Alumnus honoured by city of Ottawa
Veterinary graduate Roly Armitage, DVM ’51, has been honoured by the City of Ottawa for his legacy of service to the community. In December 2011, the city officially renamed the hall at the West Carleton community complex Dr. Roland Armitage Hall in recognition of his many contributions.
“Dr. Armitage has contributed exceptional devotion and service to the citizens of Ottawa, the province of Ontario and Canada as a whole,” states a news release from the city.
“As a veterinarian and veterinarian surgeon, Dr. Armitage cared for thousands of horses over his career, earning a reputation as being a leader in his profession and the horse racing world.”
Armitage was just 17 when he volunteered for service with the Royal Canadian Artillery in the Second World War and took part in the Normandy campaign and the liberation of France. Following the war, he attended OVC and graduated in 1951. During his career, he earned a reputation as a leader in the harness-racing industry and as a successful breeder of standardbreds. His natural and infectious enthusiasm for the sport made him a valuable ambassador for the equine industry.
“I am very honoured and humbled to be singled out,” Armitage said. “There are a lot of people who have done as much if not more – many who gave up their lives – and received no recognition at all. I am just happy to be around to receive this honour because usually this kind of thing doesn’t happen until after you’re dead. And I have no wish to die anytime soon.”
In addition to his service as a veterinarian and business leader, Armitage held public office. Following a narrow defeat in the 1990 provincial election as the Liberal candidate in the riding of Carleton, he would go on to serve as mayor of the Township of West Carleton and as a member of the council for the Regional Municipality of Ottawa-Carleton. His many previous honours include being named to the Canadian Horse Racing Hall of Fame and the terminal building that bears his name at the Carp Airport near Ottawa.
“If you live long enough, people want to make a fuss over you,” he joked.
“I think maybe the people who will get the most out of this will be my grandchildren. Some day they’ll look at this plaque and think that maybe their old Poppa wasn’t so bad after all.”

* **Data under study**:

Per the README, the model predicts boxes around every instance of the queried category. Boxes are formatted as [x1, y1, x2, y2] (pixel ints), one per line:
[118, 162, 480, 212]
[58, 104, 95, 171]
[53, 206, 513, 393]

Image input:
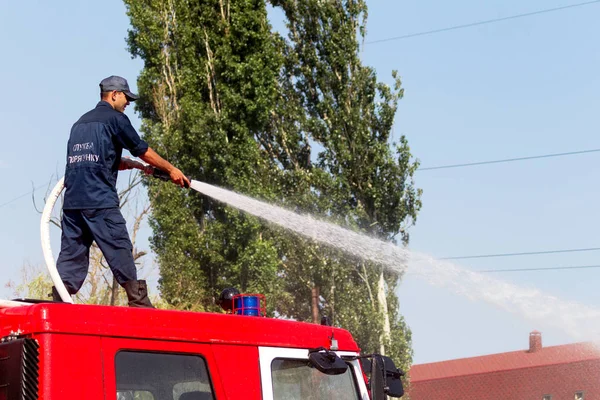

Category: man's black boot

* **What you should do**:
Answer these from the article on Roly Armitage:
(a) What name did the city give the hall at the West Carleton community complex?
(b) How old was Armitage when he volunteered for service with the Royal Canadian Artillery?
(c) In which riding did he run as the Liberal candidate in the 1990 provincial election?

* **Response box**:
(a) Dr. Roland Armitage Hall
(b) 17
(c) Carleton